* YOUR TASKS
1. Retype the integral forum post from "The basic form" up to and including "still no luck.".
2. Translate this sentence from the integral forum post into Spanish: "Searching for hints, I came across the very informative "How to expand $\cos{(nx)}$ with $\cos{(x)}$?" discussion which lead me to investigate the expression using Chebyshev polynomials of the first kind, in light of the fact that $\cos(nu)=T_n(\cos(u)),$ but still no luck."

* DOCUMENT TEXT
○ ○ ○ ○

Assume $r\in\left[0 ,1\right]$, $N\in\mathbb{N}$.

The basic form is $$ \int_{\cos{(x)}=-1}^{\cos{(x)}=1}{ \frac{ 1-\cos{\left(Nx\right)} }{ N^{2}\left(1-\cos{(x)}\right) +r^{2}\left(1-\cos{\left(Nx\right)}\right) -Nr\left(1-\cos{(x)}-\cos{\left(Nx\right)}+\cos{\left(\left(N-1\right)x\right)}\right) } dx }. $$ Searching for hints, I came across the very informative "How to expand $\cos{(nx)}$ with $\cos{(x)}$?" discussion which lead me to investigate the expression using Chebyshev polynomials of the first kind, in light of the fact that $\cos(nu)=T_n(\cos(u)),$ but still no luck.

○ ○ ○ ○

[Point-based annotation data]
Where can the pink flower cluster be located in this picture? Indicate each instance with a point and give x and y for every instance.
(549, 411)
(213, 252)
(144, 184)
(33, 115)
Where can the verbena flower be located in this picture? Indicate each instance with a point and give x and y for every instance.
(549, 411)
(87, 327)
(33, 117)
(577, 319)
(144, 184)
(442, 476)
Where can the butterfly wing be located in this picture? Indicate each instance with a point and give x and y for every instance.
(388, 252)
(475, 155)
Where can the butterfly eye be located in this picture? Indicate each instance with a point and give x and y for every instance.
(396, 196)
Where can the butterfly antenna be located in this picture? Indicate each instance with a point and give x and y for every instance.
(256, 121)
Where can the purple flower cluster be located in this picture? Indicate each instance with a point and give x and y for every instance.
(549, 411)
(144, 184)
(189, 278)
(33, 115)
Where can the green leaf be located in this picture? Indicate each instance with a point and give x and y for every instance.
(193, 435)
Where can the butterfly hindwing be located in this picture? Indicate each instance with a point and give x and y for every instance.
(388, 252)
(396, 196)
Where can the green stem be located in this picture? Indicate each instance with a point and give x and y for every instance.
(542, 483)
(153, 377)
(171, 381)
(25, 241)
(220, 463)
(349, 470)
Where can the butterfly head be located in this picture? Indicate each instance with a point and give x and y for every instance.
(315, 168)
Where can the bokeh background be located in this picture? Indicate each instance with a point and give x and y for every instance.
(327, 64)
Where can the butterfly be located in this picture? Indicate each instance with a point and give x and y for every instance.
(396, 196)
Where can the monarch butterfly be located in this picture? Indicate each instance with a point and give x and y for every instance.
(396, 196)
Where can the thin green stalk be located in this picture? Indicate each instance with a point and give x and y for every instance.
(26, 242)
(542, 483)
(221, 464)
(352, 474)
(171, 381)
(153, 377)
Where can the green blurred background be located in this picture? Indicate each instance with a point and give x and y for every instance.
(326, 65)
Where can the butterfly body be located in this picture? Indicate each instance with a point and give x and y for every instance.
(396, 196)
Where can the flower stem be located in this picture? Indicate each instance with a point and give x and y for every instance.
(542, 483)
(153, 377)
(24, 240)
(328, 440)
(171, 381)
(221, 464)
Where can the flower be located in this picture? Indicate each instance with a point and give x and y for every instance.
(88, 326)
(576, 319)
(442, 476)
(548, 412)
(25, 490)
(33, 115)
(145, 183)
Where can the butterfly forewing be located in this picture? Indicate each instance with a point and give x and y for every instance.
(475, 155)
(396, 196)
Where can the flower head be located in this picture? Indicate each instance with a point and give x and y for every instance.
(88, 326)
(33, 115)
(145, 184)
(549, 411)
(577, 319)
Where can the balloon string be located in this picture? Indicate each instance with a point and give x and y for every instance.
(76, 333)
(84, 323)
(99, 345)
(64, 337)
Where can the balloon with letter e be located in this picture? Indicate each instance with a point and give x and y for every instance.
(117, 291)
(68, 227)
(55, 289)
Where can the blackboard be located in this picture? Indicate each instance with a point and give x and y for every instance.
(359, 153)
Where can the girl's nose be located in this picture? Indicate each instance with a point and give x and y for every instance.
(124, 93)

○ ○ ○ ○

* LIST OF SOLUTIONS
1.
The basic form is $$ \int_{\cos{(x)}=-1}^{\cos{(x)}=1}{ \frac{ 1-\cos{\left(Nx\right)} }{ N^{2}\left(1-\cos{(x)}\right) +r^{2}\left(1-\cos{\left(Nx\right)}\right) -Nr\left(1-\cos{(x)}-\cos{\left(Nx\right)}+\cos{\left(\left(N-1\right)x\right)}\right) } dx }. $$ Searching for hints, I came across the very informative "How to expand $\cos{(nx)}$ with $\cos{(x)}$?" discussion which lead me to investigate the expression using Chebyshev polynomials of the first kind, in light of the fact that $\cos(nu)=T_n(\cos(u)),$ but still no luck.

2. Buscando pistas, di con la muy informativa discusión «¿Cómo expandir $\cos{(nx)}$ en términos de $\cos{(x)}$?», que me llevó a investigar la expresión usando polinomios de Chebyshev de primera especie, dado que $\cos(nu)=T_n(\cos(u)),$ pero sigo sin suerte.